[Stored items from a collection]

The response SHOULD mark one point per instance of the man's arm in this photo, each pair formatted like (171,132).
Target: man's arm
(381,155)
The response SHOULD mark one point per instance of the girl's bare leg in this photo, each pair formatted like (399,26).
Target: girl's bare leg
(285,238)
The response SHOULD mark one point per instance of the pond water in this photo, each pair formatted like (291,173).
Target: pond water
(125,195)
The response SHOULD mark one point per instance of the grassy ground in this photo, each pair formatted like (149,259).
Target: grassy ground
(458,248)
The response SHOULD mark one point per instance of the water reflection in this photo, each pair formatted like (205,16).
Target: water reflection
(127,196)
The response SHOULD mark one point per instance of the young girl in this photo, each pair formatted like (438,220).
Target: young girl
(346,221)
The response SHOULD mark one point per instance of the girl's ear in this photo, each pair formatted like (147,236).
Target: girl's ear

> **What is needed**
Copy out the entries again word for word, starting at the line that contains "The response SHOULD mark one point per instance of the young" and continuing through the final line of the entries.

> **Task result**
The response SHOULD mark one point per instance of the young girl in this photo, each pair formatted like (438,220).
Target: young girl
(346,221)
The response SHOULD mark one point per instance of the girl's ear in this photo, each pair formatted like (147,236).
Target: girl's ear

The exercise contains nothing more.